**Exercise requirements**
Please write out the part of the analysis-code text below starting with "This folder contains all the folders" and going on through "is from Tybalt.".

**Excerpt**
:::

This folder contains all the folders and files necessary to run the unsupervised and supervised analysis described in the paper Integration of machine learning methods to dissect genetically imputed transcriptomic profiles in Alzheimer's Disease.
We used conda to create a custom environment for our analysis:
-
paper-env.yml
: This file contains the anaconda environment specification used to run the unsupervised analysis. If you use anaconda, you just need to run the following command in the terminal to have the same environment as us:$ conda env create --name paper-env --file paper-env.yml
The code used to define the VAE's architecture is from Tybalt.
The files and folders are:
-
01_vae_all_samples_together.py
,02_svm_on_vaes.py
,03_extracting_results_from_svms.py
,04_convert_gene_names.py
: these are the python scripts used for the analysis described in the paper. The number in the beginning of each name represents the order in which they should be run. Each python script contains a very brief description in the beginning about what each one is doing. -
saliency_unsupervised.py
: saliency map implementation for the unsupervised analysis -
multiple_vaes/
: given that no random seed was used, the results on the paper can not be directly reproduced. In order to solve that, this folder contains all the fitted VAE models and corresponding files generated by running the python scripts. Such files include also the important genes for each tissue (in subfolder results/)
We used keras to define our supervised recurrent neural network.

:::

**Provided information**

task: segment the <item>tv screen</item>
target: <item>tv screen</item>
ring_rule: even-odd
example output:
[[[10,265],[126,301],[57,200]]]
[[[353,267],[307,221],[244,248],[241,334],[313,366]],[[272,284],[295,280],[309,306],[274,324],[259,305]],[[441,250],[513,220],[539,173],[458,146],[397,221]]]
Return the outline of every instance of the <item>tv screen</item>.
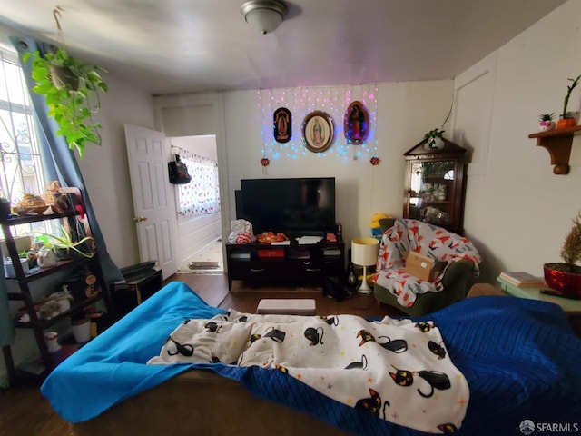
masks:
[[[319,234],[335,228],[335,178],[244,179],[236,196],[239,219],[263,232]]]

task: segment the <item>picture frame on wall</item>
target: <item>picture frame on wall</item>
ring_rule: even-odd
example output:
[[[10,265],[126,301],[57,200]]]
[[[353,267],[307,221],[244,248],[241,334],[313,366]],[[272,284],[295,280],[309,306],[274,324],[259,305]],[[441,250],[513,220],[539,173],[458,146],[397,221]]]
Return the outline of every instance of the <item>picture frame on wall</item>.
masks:
[[[292,137],[292,114],[286,107],[279,107],[272,114],[274,140],[277,143],[288,143]]]
[[[313,111],[302,123],[302,140],[305,147],[313,153],[327,150],[333,143],[335,127],[331,117],[322,111]]]
[[[361,102],[352,102],[347,107],[343,117],[343,131],[347,144],[359,145],[367,140],[369,132],[369,114]]]

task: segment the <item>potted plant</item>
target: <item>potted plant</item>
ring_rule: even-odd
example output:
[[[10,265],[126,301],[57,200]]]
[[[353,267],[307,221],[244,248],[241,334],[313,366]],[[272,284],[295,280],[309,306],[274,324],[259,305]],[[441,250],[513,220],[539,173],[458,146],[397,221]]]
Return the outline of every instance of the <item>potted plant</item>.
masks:
[[[541,132],[553,130],[555,128],[555,122],[553,121],[553,118],[555,118],[554,112],[551,112],[550,114],[541,114],[538,115],[538,130]]]
[[[559,118],[559,121],[556,122],[557,129],[567,129],[569,127],[574,127],[576,125],[576,121],[573,117],[573,114],[566,111],[567,106],[569,105],[569,98],[571,97],[571,93],[576,88],[577,84],[579,84],[579,79],[581,79],[581,74],[577,75],[576,79],[566,79],[571,81],[571,84],[566,87],[566,94],[565,95],[565,100],[563,102],[563,114]]]
[[[424,148],[426,150],[438,150],[444,148],[444,137],[443,134],[445,130],[434,129],[424,134],[424,140],[426,144]]]
[[[91,258],[94,256],[93,252],[84,252],[81,250],[81,245],[88,241],[93,241],[92,236],[85,236],[79,241],[73,241],[71,233],[64,227],[61,226],[60,235],[52,233],[44,233],[37,232],[44,239],[44,247],[52,249],[56,257],[61,260],[71,259],[75,253],[84,257]]]
[[[545,281],[565,296],[581,298],[581,212],[573,220],[573,227],[565,237],[561,248],[563,263],[545,263]]]
[[[64,47],[44,56],[38,51],[26,53],[23,60],[32,61],[33,90],[46,97],[48,114],[59,125],[56,132],[66,139],[69,148],[83,158],[86,143],[101,144],[100,123],[92,115],[99,111],[99,92],[107,92],[100,73],[104,70],[71,56]]]
[[[10,217],[10,199],[0,190],[0,221],[5,221]]]

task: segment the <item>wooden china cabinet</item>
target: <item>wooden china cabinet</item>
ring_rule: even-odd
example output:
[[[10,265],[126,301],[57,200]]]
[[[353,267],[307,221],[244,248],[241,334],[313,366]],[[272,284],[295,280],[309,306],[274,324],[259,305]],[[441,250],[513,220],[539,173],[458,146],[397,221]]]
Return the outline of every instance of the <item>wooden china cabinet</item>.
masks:
[[[466,151],[444,139],[438,148],[428,148],[424,140],[404,153],[404,218],[463,234]]]

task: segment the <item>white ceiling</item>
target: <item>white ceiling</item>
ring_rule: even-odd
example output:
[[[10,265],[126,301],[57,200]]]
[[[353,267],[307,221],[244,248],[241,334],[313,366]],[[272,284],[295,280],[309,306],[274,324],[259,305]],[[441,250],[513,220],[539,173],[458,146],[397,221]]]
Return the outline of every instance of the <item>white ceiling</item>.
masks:
[[[0,0],[0,36],[55,41],[60,5],[70,52],[153,94],[450,79],[566,0],[293,0],[266,35],[243,1]]]

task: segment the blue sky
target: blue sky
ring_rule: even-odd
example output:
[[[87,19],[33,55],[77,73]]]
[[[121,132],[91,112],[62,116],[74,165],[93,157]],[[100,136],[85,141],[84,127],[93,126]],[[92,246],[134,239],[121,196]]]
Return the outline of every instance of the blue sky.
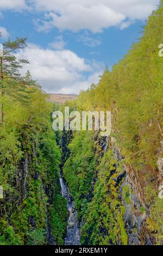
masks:
[[[88,3],[89,2],[89,3]],[[0,42],[27,37],[17,53],[48,93],[78,93],[141,35],[159,0],[0,0]]]

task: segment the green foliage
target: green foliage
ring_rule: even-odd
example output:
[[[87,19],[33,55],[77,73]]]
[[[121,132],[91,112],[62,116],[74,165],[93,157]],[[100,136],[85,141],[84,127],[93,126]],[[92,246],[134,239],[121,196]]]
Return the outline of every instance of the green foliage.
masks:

:::

**Problem solution**
This folder contains all the folders and files necessary to run the unsupervised and supervised analysis described in the paper Integration of machine learning methods to dissect genetically imputed transcriptomic profiles in Alzheimer's Disease.
We used conda to create a custom environment for our analysis:
-
paper-env.yml
: This file contains the anaconda environment specification used to run the unsupervised analysis. If you use anaconda, you just need to run the following command in the terminal to have the same environment as us:$ conda env create --name paper-env --file paper-env.yml
The code used to define the VAE's architecture is from Tybalt.